• [Exercise instructions]:
Only the lines from the one with "Query: misty sky" through the last line of the records below belong in your answer, reproduced exactly and with the pictures left out.

Records from a data collection

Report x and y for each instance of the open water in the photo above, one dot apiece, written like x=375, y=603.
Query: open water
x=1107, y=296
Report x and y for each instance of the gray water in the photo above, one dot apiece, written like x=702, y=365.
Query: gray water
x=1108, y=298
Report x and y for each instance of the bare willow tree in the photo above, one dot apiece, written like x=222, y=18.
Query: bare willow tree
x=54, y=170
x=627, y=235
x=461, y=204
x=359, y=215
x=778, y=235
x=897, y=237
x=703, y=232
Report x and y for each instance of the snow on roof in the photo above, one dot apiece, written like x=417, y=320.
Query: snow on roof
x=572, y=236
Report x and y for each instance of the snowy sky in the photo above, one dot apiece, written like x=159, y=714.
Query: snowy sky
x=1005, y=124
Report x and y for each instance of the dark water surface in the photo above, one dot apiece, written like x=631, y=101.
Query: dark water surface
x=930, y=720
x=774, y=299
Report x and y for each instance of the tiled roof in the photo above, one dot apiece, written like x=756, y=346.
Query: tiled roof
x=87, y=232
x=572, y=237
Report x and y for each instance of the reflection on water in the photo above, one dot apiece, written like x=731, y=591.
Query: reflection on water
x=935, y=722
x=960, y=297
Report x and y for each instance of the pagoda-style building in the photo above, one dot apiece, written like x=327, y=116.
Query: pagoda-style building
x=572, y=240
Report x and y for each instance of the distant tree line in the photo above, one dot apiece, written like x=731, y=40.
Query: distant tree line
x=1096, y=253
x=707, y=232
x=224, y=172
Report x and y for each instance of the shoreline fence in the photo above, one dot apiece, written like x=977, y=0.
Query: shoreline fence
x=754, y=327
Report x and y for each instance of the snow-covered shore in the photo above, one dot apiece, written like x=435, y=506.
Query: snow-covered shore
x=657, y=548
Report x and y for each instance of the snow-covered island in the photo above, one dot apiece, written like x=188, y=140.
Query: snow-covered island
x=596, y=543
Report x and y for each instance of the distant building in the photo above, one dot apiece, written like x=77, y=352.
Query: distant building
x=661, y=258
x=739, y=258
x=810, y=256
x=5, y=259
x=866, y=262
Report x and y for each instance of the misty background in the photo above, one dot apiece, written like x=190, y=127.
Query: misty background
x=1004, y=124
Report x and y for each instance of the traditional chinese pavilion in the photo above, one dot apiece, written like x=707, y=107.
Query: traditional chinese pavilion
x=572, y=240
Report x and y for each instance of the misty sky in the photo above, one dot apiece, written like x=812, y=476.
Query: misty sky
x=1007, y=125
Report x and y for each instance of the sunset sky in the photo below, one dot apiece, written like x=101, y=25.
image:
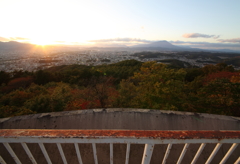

• [Worked solution]:
Query: misty sky
x=1007, y=125
Report x and y for each instance of the sunset sky in the photo below, one dot apiece, written like x=101, y=25.
image:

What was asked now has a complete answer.